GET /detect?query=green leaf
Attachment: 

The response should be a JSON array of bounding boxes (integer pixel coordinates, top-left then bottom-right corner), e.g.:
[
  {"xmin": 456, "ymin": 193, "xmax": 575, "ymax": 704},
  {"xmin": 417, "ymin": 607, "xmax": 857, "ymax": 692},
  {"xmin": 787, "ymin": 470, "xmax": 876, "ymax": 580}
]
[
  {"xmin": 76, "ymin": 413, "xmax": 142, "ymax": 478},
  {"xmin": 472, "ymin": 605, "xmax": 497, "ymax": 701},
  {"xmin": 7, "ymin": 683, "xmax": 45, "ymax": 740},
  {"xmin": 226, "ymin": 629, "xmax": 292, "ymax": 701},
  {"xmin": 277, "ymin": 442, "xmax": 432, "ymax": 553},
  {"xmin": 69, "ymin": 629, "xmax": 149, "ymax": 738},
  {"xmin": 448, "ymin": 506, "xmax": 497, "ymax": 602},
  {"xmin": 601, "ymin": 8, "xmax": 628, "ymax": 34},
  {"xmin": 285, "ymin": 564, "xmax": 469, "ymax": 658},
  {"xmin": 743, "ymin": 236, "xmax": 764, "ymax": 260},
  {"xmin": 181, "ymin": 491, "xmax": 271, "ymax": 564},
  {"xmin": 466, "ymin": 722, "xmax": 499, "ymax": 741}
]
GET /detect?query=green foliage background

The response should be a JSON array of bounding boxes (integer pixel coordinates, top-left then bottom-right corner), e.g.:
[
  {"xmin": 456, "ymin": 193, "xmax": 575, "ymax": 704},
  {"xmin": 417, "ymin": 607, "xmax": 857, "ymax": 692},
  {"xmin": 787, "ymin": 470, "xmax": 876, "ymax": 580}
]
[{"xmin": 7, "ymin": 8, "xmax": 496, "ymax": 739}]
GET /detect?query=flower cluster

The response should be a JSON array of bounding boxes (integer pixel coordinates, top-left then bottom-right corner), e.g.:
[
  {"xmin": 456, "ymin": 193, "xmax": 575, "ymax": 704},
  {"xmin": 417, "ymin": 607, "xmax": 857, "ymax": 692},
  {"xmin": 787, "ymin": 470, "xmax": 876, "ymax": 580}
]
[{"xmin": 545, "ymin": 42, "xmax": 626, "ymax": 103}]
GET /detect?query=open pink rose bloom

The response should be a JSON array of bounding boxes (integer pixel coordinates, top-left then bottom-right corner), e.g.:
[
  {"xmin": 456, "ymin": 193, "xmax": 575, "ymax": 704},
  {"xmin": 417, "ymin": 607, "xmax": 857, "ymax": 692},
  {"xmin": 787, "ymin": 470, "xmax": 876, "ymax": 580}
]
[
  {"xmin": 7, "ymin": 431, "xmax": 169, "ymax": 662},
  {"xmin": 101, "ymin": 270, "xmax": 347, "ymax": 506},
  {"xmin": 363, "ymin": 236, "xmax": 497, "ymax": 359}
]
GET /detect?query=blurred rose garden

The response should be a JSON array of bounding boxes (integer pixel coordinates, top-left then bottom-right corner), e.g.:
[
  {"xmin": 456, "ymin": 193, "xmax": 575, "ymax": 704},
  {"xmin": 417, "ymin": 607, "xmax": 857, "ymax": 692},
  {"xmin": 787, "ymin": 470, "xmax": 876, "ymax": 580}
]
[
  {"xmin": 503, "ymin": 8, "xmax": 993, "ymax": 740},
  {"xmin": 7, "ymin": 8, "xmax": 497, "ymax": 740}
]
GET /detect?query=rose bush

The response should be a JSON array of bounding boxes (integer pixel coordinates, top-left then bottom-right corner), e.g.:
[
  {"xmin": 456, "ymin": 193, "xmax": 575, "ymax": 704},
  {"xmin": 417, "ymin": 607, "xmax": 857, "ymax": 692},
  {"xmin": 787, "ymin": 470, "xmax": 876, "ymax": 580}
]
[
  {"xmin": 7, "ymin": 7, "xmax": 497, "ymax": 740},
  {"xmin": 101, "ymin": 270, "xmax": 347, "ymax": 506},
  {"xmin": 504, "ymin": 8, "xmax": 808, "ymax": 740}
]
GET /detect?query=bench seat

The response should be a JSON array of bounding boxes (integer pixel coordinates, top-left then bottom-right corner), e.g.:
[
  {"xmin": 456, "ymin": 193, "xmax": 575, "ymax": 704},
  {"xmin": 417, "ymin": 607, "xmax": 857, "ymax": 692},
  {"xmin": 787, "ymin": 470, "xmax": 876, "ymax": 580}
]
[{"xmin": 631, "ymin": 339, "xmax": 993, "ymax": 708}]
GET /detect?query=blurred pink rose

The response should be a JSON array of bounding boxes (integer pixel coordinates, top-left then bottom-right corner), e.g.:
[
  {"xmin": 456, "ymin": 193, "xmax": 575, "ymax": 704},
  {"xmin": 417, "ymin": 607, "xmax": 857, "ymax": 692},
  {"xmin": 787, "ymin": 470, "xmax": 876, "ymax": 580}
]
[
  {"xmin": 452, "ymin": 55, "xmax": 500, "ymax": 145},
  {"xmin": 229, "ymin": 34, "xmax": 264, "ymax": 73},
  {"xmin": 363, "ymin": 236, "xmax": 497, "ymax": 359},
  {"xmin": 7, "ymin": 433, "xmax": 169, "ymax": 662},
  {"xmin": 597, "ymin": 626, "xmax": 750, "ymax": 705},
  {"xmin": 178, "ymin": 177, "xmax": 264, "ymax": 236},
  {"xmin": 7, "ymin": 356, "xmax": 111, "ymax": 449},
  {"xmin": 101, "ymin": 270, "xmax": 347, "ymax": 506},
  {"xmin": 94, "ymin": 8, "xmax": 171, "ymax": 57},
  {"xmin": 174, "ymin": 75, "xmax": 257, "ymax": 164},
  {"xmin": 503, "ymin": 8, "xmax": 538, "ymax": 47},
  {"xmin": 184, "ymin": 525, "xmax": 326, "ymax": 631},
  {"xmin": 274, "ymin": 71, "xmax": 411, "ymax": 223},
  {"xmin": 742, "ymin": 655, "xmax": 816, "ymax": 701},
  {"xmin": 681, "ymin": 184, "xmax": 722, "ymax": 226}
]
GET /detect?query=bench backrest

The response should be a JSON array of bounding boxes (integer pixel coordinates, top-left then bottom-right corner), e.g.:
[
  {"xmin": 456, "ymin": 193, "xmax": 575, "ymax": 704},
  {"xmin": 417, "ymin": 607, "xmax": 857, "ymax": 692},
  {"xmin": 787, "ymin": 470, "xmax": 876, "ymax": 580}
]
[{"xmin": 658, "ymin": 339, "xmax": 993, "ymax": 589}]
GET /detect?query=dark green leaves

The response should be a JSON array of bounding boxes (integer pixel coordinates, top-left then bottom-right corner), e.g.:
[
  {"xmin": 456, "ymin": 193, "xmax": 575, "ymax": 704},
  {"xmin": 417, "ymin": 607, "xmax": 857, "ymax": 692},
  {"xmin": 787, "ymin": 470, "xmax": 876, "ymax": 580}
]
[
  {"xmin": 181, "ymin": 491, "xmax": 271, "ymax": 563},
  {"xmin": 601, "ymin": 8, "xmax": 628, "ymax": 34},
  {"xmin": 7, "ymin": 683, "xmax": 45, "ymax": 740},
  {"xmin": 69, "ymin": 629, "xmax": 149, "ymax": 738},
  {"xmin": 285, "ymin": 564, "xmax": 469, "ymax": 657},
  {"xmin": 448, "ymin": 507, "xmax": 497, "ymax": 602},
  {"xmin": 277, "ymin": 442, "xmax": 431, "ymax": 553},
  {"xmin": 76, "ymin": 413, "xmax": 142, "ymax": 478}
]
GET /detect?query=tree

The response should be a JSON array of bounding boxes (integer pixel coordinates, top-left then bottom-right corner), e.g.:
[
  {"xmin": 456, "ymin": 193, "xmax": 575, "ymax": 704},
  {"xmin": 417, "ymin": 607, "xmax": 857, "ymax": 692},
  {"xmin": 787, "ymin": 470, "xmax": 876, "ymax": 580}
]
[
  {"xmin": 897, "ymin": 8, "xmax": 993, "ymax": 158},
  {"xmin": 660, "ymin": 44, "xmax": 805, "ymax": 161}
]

....................

▶ _Goal_: How many lines in the records above contain the string "rose"? Case counts, so match uppercase and lowercase letters exactly. Reply with the number only.

▶ _Answer_: 4